Text passage -
****

IT’S ALL ABOUT THE TRLs
When you walk through the hallways and hangars of GRC, you hear a lot of talk about TRLs. What are they? Technology Readiness Levels (TRL) are a method of tracking a concept from idea to fruition. For instance, once a concept is proven as potentially viable on paper, it is classified as TRL 1. At this stage, the equations have all worked out, but the idea does not exist in the physical realm. At the other end of the spectrum, TRL 9 is the stage in which that concept has progressed to an item that can be purchased or mass-produced. To put it another way, TRL 1 would be the academic paper that proves the concept and TRL 9 is the concept, built and packaged for sale on a store shelf.
While those are the opposite ends of the TRL scale, there is a lot that happens
in between, and that is where GRC Flight Ops and the Viking come into play. On
the TRL scale, GRC Flight Operations lives between TRL 4 and TRL 6. TRL 4 is the
stage where the concept has been built into a prototype, but it has only ever
been tested in a controlled laboratory environment. TRL 6 is where the testing
is taken out of the lab and into the actual environment in which the prototype
is intended to function. Success at TRL 6 is absolutely crucial. Very few, if any,
innovations can be considered successful if they cannot operate in their
intended environment. That is exactly where GRC and the Viking come in, and
why their mission is so crucial to industry, science and to world research efforts.
The Viking’s adaptability allows it to facilitate the leap from TRL 4 to TRL 6 by getting a prototype out of the lab and into an aerospace environment where feasibility can be tested across multiple flight envelopes and conditions. Many concepts live or die on the wings (or in the bomb bay) of the Viking.

****

Given problem 1 -
Answer these questions from the text on Technology Readiness Levels:
(a) What has happened to a concept at TRL 1?
(b) Between which two levels does GRC Flight Operations work?
(c) What has a concept become at TRL 9?

****

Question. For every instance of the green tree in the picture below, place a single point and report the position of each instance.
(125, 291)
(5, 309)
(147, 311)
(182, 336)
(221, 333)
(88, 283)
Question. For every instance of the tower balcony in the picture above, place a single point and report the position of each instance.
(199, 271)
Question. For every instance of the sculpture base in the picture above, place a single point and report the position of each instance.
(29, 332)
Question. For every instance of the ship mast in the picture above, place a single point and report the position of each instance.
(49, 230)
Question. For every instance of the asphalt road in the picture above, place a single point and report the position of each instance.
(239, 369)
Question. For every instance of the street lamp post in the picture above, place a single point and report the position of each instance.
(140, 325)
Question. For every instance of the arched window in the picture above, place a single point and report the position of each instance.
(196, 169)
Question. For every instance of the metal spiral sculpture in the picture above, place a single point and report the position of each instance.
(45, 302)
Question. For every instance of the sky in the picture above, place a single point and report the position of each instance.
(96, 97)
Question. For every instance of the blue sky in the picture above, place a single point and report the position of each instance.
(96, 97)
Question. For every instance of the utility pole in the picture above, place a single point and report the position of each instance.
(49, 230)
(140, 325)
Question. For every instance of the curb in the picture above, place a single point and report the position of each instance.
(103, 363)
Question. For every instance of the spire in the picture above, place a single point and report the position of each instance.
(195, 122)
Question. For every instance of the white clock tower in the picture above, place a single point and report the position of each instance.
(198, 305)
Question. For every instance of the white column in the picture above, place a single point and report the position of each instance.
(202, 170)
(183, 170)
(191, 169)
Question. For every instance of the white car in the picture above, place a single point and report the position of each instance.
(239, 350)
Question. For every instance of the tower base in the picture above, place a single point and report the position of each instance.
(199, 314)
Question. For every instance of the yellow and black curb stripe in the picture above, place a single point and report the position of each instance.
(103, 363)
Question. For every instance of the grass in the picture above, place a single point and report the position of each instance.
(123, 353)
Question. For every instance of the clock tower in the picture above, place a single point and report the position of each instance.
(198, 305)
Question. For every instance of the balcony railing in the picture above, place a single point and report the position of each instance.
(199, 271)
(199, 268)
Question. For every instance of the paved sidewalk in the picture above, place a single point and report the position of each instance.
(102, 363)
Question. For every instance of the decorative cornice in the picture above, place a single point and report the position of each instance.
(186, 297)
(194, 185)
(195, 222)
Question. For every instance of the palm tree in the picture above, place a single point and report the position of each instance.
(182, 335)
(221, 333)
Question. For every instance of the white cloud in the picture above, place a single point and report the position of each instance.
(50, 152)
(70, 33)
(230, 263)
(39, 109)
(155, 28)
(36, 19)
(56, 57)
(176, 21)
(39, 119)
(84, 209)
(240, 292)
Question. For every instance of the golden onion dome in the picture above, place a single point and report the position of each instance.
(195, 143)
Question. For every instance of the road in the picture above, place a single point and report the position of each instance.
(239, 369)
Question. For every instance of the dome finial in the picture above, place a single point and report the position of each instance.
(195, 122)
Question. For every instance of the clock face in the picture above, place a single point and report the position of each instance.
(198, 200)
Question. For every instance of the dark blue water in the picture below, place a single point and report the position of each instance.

****

Given problem 2 - Report every line of the rows that contains the string "curb", treating case as significant.

Correct output 1 -
(a) It has been proven potentially viable on paper. The equations have all worked out, but the idea does not exist in the physical realm.
(b) Between TRL 4 and TRL 6.
(c) An item that can be purchased or mass-produced.

Correct output 2 -
Question. For every instance of the curb in the picture above, place a single point and report the position of each instance.
Question. For every instance of the yellow and black curb stripe in the picture above, place a single point and report the position of each instance.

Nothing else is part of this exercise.